[Point-based annotation data]
**********
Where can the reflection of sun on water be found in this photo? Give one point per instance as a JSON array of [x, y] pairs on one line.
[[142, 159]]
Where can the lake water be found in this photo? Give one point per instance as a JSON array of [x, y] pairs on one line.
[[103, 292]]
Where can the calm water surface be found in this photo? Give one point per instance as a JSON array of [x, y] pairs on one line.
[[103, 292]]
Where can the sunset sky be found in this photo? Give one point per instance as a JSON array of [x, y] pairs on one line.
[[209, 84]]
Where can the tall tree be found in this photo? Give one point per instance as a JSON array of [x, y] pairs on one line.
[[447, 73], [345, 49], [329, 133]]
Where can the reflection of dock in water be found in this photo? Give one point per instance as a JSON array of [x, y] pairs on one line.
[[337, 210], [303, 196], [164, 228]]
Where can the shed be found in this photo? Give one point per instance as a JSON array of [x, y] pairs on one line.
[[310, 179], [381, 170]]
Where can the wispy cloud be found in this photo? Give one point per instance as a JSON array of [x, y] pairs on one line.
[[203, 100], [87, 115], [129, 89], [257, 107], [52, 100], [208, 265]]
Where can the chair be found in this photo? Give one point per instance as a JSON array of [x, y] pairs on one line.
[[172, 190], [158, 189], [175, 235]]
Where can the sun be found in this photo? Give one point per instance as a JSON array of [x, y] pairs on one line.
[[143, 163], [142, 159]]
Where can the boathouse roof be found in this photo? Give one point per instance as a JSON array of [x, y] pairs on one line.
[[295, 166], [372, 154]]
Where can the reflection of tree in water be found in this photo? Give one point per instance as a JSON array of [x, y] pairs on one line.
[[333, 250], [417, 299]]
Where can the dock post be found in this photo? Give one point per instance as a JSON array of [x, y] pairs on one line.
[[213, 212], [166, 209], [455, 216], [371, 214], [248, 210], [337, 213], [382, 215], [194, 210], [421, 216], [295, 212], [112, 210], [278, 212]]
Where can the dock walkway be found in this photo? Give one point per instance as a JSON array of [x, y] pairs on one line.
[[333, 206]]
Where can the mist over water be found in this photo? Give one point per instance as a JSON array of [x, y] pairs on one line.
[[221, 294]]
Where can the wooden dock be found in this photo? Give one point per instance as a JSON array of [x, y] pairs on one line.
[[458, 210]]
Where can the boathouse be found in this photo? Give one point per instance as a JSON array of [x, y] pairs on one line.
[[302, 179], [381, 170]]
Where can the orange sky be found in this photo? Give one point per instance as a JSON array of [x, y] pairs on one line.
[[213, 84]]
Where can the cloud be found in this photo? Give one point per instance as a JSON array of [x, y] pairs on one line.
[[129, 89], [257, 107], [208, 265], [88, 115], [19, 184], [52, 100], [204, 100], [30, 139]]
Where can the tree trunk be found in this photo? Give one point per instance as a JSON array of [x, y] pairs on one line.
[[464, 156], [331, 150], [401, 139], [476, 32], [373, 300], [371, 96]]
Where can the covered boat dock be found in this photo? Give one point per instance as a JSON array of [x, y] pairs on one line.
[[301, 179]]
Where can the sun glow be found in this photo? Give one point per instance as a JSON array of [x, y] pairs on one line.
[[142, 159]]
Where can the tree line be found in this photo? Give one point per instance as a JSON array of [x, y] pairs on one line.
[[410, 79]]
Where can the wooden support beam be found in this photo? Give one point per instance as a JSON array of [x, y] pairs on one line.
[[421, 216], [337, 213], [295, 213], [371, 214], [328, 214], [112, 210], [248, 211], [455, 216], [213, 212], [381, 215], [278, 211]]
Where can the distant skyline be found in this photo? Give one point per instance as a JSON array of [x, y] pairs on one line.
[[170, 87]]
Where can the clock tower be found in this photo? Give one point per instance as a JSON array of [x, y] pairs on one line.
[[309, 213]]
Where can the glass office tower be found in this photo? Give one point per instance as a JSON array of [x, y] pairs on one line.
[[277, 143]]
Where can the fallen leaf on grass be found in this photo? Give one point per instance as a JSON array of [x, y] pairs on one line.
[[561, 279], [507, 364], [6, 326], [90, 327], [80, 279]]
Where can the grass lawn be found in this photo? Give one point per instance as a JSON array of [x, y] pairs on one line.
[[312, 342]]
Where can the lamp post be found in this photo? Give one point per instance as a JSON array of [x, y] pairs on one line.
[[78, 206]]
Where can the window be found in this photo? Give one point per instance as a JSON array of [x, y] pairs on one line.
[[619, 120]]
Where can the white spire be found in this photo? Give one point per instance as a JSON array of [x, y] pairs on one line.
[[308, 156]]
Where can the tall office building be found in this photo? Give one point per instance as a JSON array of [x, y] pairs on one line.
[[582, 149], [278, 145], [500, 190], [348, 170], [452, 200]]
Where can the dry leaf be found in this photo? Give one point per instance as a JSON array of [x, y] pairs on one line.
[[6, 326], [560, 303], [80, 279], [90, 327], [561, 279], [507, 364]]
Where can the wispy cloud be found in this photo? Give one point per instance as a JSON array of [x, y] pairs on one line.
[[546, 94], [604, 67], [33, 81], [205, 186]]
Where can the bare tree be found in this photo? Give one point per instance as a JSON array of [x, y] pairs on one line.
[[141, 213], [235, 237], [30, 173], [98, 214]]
**********
■ What needs to be done
Reproduce every line of the listing above without any changes.

■ Output for this task
Where can the reflection of sun on water be found in this photo? Give one point per instance as a JSON array of [x, y] pairs on one line.
[[142, 159]]
Where can the lake water be found in this photo? Give one point per instance as a JSON array of [x, y] pairs on one line.
[[103, 292]]
Where can the calm water surface be found in this photo? Give one point per instance as a JSON array of [x, y] pairs on one line.
[[103, 292]]
Where can the sunset sky be found in this photo? Give one point per instance as a JSON array of [x, y] pairs on one line.
[[209, 84]]
Where can the tall tree be found in this photo? Give one point per instance as a JSON array of [x, y] pairs on one line.
[[447, 73], [345, 49], [329, 133]]
Where can the reflection of dock in water be found in this photo? Give one point per instance as a JSON array of [x, y] pairs on one line.
[[337, 210], [303, 196], [164, 228]]
Where can the shed be found in this photo? Give one point per instance as a JSON array of [x, y] pairs on one line.
[[310, 179], [381, 170]]
Where can the wispy cloud be found in this photo? Give one point per instance as a JSON array of [x, y] pairs on one line.
[[203, 100], [87, 115], [129, 89], [257, 107], [52, 100], [208, 265]]
Where can the chair be found in this photo? Give one point per instance as a JSON array of [x, y] pairs on one line.
[[172, 190], [158, 189], [175, 235]]
Where can the sun be found in this photo? Give one point per instance as a JSON array of [x, y] pairs on one line.
[[143, 163], [142, 159]]
Where can the boathouse roof be found in this photo? Give one point per instance as a JSON array of [x, y] pairs on one line.
[[295, 166], [372, 154]]
Where can the reflection of tree in water be found in this photo? Give one point per instance as a JSON array of [x, y] pairs on one line.
[[333, 250], [417, 299]]
Where can the dock post be found in this photo? Give one point per instance as a JSON array of [x, y] pairs on one line.
[[213, 212], [166, 209], [455, 216], [371, 214], [248, 210], [337, 213], [382, 215], [194, 210], [421, 216], [295, 212], [112, 210], [278, 212]]
Where can the dock walkway be found in this photo? Give one point per instance as a JSON array of [x, y] pairs on one line.
[[333, 206]]
Where can the mist over water be found in this photo? Give one point per instance as a JSON array of [x, y] pairs on one line.
[[221, 294]]
Where can the wooden dock be found in this photo? Give one point per instance as a JSON array of [x, y] pairs on one line.
[[458, 210]]
Where can the boathouse be found in this photo? Give one point per instance as a JSON array of [x, y] pairs on one line.
[[302, 179], [381, 170]]
Where can the orange sky be found in this photo? Give one point per instance as a JSON array of [x, y] pairs on one line.
[[213, 84]]
Where can the cloud be found in this photo? Give one point per instance as a JSON array of [x, y] pairs on one line.
[[129, 89], [257, 107], [208, 265], [88, 115], [19, 184], [52, 100], [204, 100], [30, 139]]
Where can the tree trunk be found in this photo? Give one point per instance as a JSON array of [x, y] pairs on one line.
[[464, 156], [331, 150], [401, 139], [476, 32], [373, 300], [371, 96]]
Where can the covered boat dock be found in this photo? Give one point per instance as a JSON array of [x, y] pairs on one line.
[[301, 179]]
Where can the sun glow be found in this photo? Give one point per instance as a JSON array of [x, y] pairs on one line.
[[142, 159]]
Where can the tree line be found in this photo? Give one point per instance as a JSON array of [x, y] pairs on one line.
[[410, 79]]
Where can the wooden support beam be found in this photo? Give one point per instance as a JSON array of [x, y] pairs on one line.
[[421, 216], [337, 213], [295, 213], [371, 214], [328, 214], [112, 210], [248, 211], [455, 216], [213, 212], [381, 215], [278, 211]]
Where can the distant skyline be found in this photo? Give one point per instance as a JSON array of [x, y] pairs on one line.
[[170, 87]]
Where can the clock tower be found in this photo? Give one point per instance as a JSON array of [x, y] pairs on one line.
[[309, 213]]
Where can the glass office tower be found in this photo? Give one point per instance as a JSON array of [x, y] pairs on one line.
[[277, 143]]
Where can the fallen leaf on grass be found in this photo? Give one point per instance as a JSON array of [x, y] pairs on one line.
[[561, 279], [507, 364], [6, 326], [90, 327], [80, 279]]
Where can the grass lawn be found in this photo? Give one point per instance as a JSON array of [x, y] pairs on one line.
[[312, 342]]
Where can the lamp post be found in this photo? Give one point per instance as a JSON array of [x, y] pairs on one line.
[[78, 206]]
Where can the window be found in this photo? Give one point per instance as a JSON array of [x, y] pairs on one line.
[[619, 120]]
Where can the white spire be found in this photo? Give one point per instance as a JSON array of [x, y] pairs on one line.
[[308, 156]]
Where can the tall office building be found in this photo? Give one point per instance as a JSON array of [x, y] pairs on one line.
[[582, 149], [278, 145], [500, 190], [348, 170], [452, 200]]
Where can the dry leaf be found in this photo? Give one point per instance as a JSON array of [x, y] pairs on one line.
[[6, 326], [560, 303], [80, 279], [90, 327], [561, 279], [507, 364]]
Where can the wispy cloud be found in this photo? Give one point per instance as a JSON array of [x, y] pairs on one line.
[[546, 94], [604, 67], [33, 81], [205, 186]]
Where can the bare tree be found in this photo? Give one point per instance as a JSON array of [x, y] pairs on one line.
[[141, 213], [235, 237], [30, 173], [98, 214]]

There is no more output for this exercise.